:: Goal ::
Starting at the line with "of the woman's" in it, reproduce each line below through the last one, exactly, and include nothing else.

Dataset records about object locations:
☆ ☆ ☆ ☆ ☆ ☆ ☆

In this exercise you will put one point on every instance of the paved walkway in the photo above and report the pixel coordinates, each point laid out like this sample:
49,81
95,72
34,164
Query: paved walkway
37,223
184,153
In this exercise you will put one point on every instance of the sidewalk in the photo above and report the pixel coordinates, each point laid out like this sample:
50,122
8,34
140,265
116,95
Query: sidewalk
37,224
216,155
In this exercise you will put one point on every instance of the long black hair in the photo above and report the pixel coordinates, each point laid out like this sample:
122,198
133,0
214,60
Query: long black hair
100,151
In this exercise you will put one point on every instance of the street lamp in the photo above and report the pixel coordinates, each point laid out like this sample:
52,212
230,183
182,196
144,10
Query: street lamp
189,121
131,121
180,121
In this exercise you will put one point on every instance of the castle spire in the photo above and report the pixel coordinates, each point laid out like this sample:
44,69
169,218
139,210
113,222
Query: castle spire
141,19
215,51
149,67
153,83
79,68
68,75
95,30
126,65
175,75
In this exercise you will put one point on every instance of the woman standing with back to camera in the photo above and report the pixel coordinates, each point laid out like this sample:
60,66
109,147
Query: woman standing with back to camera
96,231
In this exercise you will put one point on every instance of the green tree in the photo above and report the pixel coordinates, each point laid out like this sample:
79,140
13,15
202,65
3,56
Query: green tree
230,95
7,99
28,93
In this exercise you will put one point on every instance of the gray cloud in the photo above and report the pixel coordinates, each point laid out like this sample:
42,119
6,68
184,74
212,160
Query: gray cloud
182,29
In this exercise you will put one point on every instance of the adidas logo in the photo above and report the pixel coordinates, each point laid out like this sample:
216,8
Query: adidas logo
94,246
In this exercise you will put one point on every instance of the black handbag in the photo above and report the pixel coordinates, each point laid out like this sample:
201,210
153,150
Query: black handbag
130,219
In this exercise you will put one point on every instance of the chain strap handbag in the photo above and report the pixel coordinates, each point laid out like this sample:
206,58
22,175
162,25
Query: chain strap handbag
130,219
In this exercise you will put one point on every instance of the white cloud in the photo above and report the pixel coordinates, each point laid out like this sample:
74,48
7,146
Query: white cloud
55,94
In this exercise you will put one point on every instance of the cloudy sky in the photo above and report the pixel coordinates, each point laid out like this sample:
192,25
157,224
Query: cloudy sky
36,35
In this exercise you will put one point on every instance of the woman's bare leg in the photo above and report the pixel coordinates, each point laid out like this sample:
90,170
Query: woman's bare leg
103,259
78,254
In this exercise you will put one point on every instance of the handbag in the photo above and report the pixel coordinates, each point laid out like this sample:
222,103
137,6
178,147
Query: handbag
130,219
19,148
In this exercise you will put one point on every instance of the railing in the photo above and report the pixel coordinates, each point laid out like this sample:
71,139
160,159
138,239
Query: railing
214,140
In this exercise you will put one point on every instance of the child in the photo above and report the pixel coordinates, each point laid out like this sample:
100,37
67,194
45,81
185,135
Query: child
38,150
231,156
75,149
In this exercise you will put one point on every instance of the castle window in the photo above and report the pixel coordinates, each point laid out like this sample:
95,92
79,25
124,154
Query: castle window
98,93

☆ ☆ ☆ ☆ ☆ ☆ ☆

:: Final answer ::
In this exercise you will put one point on every instance of the woman's bare leg in the photo above and report the pixel coordinates, each point laid out like this sample:
90,170
Query: woman's bare leg
103,259
78,254
In this exercise you will put one point on every instance of the handbag in the photo above and report the pixel coordinates, each point laid out like this sample:
222,103
137,6
178,147
Query: handbag
130,219
19,148
In this exercise you will put one point on every instance of the railing in the photo above and report the pixel coordinates, each point laid out like this sample:
71,139
160,159
138,239
Query: railing
214,140
In this exercise you will put one point on every instance of the child in the photo above and report the pixel coordinates, each point laid out like this sample:
100,37
67,194
45,81
185,135
Query: child
38,150
231,156
75,149
In this exercise you will put one point on every instance of the castle window in the photo above and report the pixel coordinates, each point laid out like this sample:
95,92
79,25
124,154
Query: castle window
98,93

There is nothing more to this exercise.